- EXERCISE INPUTS -
%%

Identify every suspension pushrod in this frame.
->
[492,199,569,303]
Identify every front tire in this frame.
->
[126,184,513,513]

%%

Copy these lines word for word.

- SOLUTION TO THE PROBLEM -
Identify every suspension pushrod in this frame.
->
[492,199,569,303]
Identify every front tire in this frame.
->
[126,184,513,513]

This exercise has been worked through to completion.